___ Document text

What Is Meant by a Balanced Life?
By now, most people will have heard of the concept of creating a balanced life. However, many people still struggle with it because they aren’t sure what a balanced life really means. Or, they might have some notion but don’t have the right strategies, tactics, and priorities straight.
In this short series, I will take a look at what a balanced life is and what practical action steps you can take to live life more holistically.
A balanced life is all about taking care of yourself in relation to body, mind and spirit. Balanced living means respecting yourself enough to care for yourself as needed. This can be through developing good work and health habits, making time for yourself, paying attention to stress management, and cherishing the relationships you have with friends, family and colleagues.
We’re all familiar by now with the negative effects of stress on our bodies such as indigestion, back ache, headache, and so on. A lack of stress will therefore promote health and well-being. Many people get stuck in the trap of caring for others most of the time. However, the truth is that you can’t take care of others effectively if you don’t first take care of yourself.
Part of taking care of yourself is through maintaining healthy, positive relationships. If you don’t have at least a couple of people you could turn to for help when the going gets tough, you need to cultivate more balanced relationships as well.
A balanced life is all about setting priorities and sticking to them. That is not to say that every single day must be completely balanced, but that you recognize something is being sacrificed in favor of a goal, and you’ll restore the balance as soon as you can.
For example, imagine you decided to go back to college to finish your degree to get a promotion at work or a better paying job with more benefits. The hours you would have to study each week until you completed your degree would have to be reallocated from your usual daily routine. You could sacrifice some sleep, but that can only last for so long before you start suffering from ill health. You might have to sacrifice some time with your children, but that can be difficult to explain to a toddler. You could also sacrifice time spent with family and friends, or your partner.
Discussing what would be involved in this life-changing decision can help people all be on the same page and not cause resentment, but it is important to understand from the outset that your work-life balance is going to change for X number of semesters until you graduate.
It is also important to note that not everyone might agree with your decision, which means it can be a balancing act within your relationships to keep everyone feeling happy and valued. Let’s look at how to nurture your relationships in the next article in the series.
How to Nurture Your Relationships
It’s all too easy to start neglecting relationships when we get busy at work or face other challenges such as starting our own business or going back to college. However, relationships of all sorts are an essential part of a balanced life. No man (or woman) is an island. Relationships help relieve stress, enable us to think more positively, and often provide the motivation to make the choices we do in life.
When we hear the word “relationship,” we tend to think of romance and a spouse or someone we are dating. However, while romance is important, cherishing long-standing family connections and close friendships can also provide balance in our lives without a whole host of (unfulfilled) expectations.
Family love should be unconditional. You care about each other and support each other no matter what the issues. Many people often find their mother or a sibling is their best friend they can confide in, who will back them up no matter what.

______
___ Dataset

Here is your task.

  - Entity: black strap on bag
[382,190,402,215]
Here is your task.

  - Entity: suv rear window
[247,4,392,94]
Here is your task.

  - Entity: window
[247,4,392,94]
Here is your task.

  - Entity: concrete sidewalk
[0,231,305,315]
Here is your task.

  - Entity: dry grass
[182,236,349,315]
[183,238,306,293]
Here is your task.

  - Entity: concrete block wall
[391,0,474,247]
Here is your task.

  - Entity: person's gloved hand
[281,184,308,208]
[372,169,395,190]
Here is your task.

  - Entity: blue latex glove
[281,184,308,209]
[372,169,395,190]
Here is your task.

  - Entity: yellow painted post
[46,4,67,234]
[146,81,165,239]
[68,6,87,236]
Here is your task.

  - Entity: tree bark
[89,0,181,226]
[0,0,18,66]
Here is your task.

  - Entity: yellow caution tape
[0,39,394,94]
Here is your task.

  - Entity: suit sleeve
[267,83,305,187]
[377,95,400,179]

______

The exercise >>
Reproduce the passage of the article on balanced living starting with "Part of taking" and going on through "as you can.", replacing "priorities" with "commitments" wherever it occurs. The material is separate from the article on balanced living.

Exercise result >>
Part of taking care of yourself is through maintaining healthy, positive relationships. If you don’t have at least a couple of people you could turn to for help when the going gets tough, you need to cultivate more balanced relationships as well.
A balanced life is all about setting commitments and sticking to them. That is not to say that every single day must be completely balanced, but that you recognize something is being sacrificed in favor of a goal, and you’ll restore the balance as soon as you can.